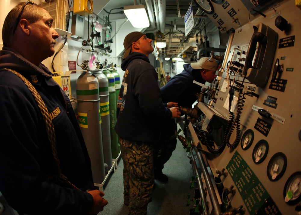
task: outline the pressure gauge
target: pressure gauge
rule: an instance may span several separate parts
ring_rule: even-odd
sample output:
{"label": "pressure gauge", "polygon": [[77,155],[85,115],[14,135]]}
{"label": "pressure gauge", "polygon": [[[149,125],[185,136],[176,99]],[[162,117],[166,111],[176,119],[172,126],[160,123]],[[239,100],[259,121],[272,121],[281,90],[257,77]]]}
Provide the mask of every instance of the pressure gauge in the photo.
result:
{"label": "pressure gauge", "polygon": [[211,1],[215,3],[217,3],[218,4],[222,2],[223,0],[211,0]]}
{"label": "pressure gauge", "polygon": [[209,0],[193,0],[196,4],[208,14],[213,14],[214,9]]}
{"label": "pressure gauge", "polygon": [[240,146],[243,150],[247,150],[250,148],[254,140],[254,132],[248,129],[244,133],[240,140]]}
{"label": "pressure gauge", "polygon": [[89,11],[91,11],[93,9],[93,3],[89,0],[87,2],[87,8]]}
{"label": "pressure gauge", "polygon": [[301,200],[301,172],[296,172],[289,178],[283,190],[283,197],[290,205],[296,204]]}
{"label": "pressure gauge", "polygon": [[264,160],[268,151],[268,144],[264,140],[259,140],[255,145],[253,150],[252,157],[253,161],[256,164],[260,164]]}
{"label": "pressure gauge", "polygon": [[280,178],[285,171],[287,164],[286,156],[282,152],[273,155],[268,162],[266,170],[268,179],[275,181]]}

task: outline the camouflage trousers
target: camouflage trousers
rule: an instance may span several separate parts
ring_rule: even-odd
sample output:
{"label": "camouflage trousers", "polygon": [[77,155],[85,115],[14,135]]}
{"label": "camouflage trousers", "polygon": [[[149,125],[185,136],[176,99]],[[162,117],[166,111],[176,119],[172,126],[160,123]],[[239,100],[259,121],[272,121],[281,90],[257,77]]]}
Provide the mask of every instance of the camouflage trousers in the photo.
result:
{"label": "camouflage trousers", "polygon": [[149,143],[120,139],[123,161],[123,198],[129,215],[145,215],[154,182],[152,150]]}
========================================
Can you rewrite the stretch from the line containing "task: outline the camouflage trousers" through the end of the data, changing "sample output" to "example output" and leaving everything else as it is?

task: outline the camouflage trousers
target: camouflage trousers
rule: an instance may span several separate parts
ring_rule: even-odd
example output:
{"label": "camouflage trousers", "polygon": [[77,155],[85,115],[14,135]]}
{"label": "camouflage trousers", "polygon": [[[149,125],[185,136],[176,99]],[[162,117],[166,111],[176,119],[172,126],[160,123]],[[239,100],[259,121],[272,121],[281,90],[257,77]]]}
Provide the mask of every instance of the camouflage trousers in the photo.
result:
{"label": "camouflage trousers", "polygon": [[149,143],[120,139],[123,161],[123,198],[129,215],[145,215],[154,182],[152,150]]}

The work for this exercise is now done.